Collected data:
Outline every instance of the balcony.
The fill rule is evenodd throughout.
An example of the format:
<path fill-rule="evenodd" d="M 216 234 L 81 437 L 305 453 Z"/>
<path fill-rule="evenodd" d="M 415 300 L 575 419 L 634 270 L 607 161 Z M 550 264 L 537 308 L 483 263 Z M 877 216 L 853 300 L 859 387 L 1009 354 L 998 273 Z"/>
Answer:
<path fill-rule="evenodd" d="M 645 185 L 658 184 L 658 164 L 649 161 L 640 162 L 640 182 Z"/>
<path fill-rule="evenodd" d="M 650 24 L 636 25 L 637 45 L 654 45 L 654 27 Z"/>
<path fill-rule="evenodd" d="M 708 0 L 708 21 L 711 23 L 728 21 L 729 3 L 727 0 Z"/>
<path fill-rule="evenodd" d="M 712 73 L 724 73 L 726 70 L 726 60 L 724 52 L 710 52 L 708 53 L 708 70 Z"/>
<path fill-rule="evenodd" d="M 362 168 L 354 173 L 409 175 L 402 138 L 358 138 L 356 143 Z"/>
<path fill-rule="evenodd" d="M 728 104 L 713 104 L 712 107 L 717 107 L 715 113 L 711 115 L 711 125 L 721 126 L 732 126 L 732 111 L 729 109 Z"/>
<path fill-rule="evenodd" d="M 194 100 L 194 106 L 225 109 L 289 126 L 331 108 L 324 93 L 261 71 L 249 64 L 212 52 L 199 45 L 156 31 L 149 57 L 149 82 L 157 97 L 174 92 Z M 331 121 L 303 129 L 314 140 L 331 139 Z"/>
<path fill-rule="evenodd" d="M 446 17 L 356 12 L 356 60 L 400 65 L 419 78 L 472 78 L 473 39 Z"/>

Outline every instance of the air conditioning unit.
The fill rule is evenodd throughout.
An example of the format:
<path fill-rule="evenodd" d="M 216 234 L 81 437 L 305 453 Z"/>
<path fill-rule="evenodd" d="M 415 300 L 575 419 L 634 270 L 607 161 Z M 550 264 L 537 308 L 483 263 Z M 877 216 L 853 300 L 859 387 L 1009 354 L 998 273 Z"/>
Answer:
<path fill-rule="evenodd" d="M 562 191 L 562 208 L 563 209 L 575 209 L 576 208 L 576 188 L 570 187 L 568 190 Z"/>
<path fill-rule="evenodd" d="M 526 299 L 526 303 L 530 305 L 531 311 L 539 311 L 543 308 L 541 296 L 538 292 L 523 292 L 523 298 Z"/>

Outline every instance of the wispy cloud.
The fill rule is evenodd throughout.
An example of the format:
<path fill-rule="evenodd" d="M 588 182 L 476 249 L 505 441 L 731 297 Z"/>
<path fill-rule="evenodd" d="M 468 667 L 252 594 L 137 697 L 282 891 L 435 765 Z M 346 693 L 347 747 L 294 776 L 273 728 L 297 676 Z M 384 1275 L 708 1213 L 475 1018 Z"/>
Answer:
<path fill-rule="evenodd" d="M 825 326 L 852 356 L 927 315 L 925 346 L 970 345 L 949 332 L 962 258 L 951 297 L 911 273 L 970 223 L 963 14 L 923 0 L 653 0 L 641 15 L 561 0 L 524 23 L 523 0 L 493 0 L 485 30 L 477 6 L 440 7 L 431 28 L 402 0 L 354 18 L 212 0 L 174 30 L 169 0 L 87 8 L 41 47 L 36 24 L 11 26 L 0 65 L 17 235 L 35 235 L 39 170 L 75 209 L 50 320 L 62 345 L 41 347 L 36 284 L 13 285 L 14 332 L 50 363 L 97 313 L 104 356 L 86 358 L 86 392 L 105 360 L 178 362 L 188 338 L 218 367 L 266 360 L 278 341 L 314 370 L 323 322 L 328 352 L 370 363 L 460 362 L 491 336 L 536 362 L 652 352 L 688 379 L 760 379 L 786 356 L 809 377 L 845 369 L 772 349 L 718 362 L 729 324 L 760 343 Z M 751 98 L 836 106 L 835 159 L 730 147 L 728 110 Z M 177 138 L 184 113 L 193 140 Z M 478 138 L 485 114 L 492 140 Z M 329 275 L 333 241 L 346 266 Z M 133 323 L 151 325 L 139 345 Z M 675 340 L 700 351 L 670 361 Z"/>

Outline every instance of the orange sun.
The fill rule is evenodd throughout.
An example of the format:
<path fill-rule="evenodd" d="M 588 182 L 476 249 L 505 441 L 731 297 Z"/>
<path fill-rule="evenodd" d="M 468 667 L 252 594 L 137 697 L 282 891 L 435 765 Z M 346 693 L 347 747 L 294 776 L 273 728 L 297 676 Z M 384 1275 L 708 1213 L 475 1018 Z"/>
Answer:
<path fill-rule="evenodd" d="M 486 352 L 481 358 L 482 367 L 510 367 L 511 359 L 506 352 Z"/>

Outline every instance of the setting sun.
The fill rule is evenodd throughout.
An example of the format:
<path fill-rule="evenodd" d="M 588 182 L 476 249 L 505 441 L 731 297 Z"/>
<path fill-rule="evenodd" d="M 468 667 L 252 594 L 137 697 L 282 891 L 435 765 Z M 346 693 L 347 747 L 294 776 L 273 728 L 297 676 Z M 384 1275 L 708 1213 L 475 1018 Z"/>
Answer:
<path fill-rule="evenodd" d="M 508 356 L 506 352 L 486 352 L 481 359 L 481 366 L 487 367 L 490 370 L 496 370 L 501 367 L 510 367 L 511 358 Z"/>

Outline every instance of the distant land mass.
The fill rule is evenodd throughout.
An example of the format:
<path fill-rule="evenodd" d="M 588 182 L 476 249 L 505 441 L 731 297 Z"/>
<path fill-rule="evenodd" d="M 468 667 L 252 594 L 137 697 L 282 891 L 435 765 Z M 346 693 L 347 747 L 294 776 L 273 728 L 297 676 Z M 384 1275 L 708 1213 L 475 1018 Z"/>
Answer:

What is required: Work through the records above and count the lines that hold the string "every". Please give only that figure.

Output: 6